* **Task prompt**: In the biography of the architect Paul-René-Léon Ginain, whom did he succeed in Seat #3 at the Académie des Beaux-Arts?

* **Document text**:
------------------------------
Paul-René-Léon Ginain (5 October 1825, Paris - 7 March 1898, Paris) was a French architect.

== Life and works ==
He studied with Louis-Hippolyte Lebas at the École des Beaux-Arts. After having won the Prix de Rome in 1852, he stayed at the Villa Médicis in Rome from 1853 to 1857.

As the official Architect of the City of Paris, he was in charge of the 6th Arrondissement. He was also a professor at the École. His notable students there include Emmanuel Masqueray and Ferdinand Dutert. In 1881, he was elected to the Académie des Beaux-Arts, where he took Seat #3 for architecture, succeeding Hector-Martin Lefuel (deceased).

Between 1867 and 1876, together with Gustave Eiffel and Eugène Bonté, he worked on rebuilding the church of Notre-Dame-des-Champs, which had been destroyed during the Revolution. In 1878, he was commissioned by Maria Brignole Sale De Ferrari to build the Ferrari Hospice for retired domestic workers, in Clamart, a project which occupied him for ten years. Shortly after, she also commissioned him to design the Palais Galliera and supervise its construction, which would occupy him until 1894.

He was initially interred at the Cimetière de Montmartre, but his remains were transferred to the Cimetière du Montparnasse in 1911.
------------------------------
* **Information provided**:
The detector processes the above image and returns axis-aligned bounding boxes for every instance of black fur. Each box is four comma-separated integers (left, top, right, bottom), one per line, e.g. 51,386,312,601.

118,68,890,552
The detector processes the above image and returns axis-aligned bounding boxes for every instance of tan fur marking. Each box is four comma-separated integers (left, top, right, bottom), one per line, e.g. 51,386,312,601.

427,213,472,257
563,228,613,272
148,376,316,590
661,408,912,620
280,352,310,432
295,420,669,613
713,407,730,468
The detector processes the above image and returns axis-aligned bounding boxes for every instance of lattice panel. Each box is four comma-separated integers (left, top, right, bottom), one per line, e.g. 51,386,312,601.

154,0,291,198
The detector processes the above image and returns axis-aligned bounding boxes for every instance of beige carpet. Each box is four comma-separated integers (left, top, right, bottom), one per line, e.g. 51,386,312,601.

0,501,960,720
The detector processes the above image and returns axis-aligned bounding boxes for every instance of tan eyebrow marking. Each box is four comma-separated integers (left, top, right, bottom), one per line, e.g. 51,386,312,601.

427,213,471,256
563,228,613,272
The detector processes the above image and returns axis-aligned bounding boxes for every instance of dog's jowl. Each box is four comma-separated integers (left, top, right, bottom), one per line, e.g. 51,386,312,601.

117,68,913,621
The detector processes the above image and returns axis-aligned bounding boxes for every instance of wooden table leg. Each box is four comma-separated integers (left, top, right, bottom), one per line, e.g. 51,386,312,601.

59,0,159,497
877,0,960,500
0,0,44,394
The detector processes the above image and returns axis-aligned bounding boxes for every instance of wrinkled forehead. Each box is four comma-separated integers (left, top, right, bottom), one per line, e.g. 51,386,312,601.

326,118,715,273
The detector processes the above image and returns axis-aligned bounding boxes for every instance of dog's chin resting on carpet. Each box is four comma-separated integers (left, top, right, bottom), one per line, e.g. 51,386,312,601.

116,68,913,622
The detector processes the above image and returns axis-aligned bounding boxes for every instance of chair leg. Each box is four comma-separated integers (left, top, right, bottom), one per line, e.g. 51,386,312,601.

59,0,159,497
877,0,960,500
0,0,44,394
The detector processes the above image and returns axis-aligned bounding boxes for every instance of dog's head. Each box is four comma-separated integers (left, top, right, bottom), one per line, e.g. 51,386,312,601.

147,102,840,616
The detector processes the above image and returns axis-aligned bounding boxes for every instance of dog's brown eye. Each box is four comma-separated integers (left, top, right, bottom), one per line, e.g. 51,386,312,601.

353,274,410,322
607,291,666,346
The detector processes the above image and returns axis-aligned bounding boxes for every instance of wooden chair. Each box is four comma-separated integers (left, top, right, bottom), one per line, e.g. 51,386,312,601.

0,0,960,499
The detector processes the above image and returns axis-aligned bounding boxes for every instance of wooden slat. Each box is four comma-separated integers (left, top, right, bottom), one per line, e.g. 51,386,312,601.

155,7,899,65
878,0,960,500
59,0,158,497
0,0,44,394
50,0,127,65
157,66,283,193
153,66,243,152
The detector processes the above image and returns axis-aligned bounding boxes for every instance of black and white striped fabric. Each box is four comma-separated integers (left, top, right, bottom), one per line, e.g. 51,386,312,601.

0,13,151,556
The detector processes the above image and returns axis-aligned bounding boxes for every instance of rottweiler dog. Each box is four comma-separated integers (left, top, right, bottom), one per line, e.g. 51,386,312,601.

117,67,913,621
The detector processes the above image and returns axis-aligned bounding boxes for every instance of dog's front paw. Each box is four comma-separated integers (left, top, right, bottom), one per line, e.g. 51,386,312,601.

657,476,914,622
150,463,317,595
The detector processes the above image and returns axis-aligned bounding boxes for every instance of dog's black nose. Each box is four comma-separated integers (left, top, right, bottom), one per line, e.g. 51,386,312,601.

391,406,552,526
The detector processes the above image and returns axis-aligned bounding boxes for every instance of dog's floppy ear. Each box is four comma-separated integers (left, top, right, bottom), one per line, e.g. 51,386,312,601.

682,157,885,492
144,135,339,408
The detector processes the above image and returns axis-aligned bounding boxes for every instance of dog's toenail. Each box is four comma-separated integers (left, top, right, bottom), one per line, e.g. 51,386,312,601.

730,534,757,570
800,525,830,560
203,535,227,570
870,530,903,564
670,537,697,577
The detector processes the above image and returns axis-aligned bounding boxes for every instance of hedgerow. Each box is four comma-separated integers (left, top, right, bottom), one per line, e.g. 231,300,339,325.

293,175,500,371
------------------------------
* **Answer area**: Hector-Martin Lefuel